▶ [What is expected] The response must contain every line from the records below that has "negative".

Records from a collection:
====
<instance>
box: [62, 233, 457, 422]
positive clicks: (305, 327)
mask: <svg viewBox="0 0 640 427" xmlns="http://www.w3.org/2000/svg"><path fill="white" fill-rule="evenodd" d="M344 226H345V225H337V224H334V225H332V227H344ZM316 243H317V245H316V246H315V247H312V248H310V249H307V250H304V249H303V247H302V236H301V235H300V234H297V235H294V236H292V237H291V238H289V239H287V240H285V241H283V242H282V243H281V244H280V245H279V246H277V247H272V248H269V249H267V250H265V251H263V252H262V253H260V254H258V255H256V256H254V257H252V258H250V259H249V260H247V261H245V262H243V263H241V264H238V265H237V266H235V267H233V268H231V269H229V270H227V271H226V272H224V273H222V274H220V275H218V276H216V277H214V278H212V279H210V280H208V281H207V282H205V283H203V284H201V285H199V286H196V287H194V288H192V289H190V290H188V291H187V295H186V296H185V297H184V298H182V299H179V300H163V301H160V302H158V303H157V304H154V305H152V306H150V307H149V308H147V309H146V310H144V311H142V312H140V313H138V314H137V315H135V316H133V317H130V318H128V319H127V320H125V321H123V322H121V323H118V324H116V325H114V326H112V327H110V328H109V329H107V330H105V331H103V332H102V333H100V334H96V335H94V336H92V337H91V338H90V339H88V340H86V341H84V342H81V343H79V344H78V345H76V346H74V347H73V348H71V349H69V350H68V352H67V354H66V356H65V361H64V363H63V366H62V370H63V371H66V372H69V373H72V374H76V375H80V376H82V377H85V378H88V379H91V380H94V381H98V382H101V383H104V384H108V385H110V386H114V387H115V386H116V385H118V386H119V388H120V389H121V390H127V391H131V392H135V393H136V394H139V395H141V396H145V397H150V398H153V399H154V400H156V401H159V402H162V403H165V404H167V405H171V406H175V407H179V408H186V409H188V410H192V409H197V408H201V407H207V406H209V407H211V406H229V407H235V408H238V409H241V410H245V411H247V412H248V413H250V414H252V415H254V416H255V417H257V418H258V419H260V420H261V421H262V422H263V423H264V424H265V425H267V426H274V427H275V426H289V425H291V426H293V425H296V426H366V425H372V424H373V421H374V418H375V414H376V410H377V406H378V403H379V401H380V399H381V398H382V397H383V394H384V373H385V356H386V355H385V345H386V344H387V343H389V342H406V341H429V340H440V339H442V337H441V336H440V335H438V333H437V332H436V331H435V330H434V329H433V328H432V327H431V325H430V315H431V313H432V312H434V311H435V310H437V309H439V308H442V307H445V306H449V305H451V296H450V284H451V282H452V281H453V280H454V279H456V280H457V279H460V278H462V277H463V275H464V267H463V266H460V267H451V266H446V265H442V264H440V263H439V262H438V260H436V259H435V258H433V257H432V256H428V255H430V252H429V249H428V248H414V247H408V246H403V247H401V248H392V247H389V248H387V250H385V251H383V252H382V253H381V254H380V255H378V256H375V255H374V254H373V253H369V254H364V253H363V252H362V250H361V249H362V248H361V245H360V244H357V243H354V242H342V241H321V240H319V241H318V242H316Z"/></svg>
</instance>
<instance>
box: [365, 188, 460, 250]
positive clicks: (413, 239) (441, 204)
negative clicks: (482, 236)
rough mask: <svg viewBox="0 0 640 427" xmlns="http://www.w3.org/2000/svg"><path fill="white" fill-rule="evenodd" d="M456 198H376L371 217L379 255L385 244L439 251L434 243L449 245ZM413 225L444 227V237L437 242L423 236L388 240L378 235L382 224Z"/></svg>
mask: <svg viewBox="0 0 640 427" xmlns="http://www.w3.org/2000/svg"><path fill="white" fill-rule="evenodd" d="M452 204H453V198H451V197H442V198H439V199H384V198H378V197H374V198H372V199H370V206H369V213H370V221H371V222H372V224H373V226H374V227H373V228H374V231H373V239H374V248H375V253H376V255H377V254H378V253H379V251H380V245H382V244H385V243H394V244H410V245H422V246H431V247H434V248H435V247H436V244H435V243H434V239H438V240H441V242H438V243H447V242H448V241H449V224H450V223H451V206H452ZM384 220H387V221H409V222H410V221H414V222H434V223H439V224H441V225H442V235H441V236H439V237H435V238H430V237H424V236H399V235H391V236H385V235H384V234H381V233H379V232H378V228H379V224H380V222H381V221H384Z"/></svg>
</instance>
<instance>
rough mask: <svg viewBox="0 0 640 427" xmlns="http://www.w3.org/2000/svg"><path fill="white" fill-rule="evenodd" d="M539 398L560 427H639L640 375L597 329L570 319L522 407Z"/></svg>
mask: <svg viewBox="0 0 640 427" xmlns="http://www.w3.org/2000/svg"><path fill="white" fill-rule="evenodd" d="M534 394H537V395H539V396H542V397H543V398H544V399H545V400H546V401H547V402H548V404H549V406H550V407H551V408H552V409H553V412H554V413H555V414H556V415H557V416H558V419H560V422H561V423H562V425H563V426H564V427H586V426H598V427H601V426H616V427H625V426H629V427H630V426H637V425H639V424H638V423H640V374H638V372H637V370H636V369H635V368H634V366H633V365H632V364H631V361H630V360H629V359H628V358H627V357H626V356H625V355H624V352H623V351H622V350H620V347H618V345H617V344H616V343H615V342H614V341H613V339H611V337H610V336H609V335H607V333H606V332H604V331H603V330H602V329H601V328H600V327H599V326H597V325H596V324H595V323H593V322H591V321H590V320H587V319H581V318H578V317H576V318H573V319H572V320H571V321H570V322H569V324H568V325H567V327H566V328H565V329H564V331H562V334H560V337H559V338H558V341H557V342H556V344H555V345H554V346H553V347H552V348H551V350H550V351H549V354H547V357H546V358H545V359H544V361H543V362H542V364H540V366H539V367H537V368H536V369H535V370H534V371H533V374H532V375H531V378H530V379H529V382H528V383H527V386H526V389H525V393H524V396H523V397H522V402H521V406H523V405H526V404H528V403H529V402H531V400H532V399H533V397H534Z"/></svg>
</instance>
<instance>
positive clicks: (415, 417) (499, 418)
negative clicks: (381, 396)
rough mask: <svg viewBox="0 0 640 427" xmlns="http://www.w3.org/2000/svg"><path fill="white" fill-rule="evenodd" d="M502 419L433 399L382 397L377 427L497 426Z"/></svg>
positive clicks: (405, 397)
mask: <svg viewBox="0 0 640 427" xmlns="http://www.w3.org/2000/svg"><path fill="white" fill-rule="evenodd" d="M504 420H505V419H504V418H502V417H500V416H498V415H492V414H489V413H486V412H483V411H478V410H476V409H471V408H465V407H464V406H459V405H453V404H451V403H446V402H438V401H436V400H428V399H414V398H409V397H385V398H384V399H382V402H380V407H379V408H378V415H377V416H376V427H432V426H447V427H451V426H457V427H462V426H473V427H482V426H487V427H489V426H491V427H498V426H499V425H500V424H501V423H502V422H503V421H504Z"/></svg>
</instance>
====
▶ [Expected output]
negative clicks: (482, 236)
negative clicks: (381, 396)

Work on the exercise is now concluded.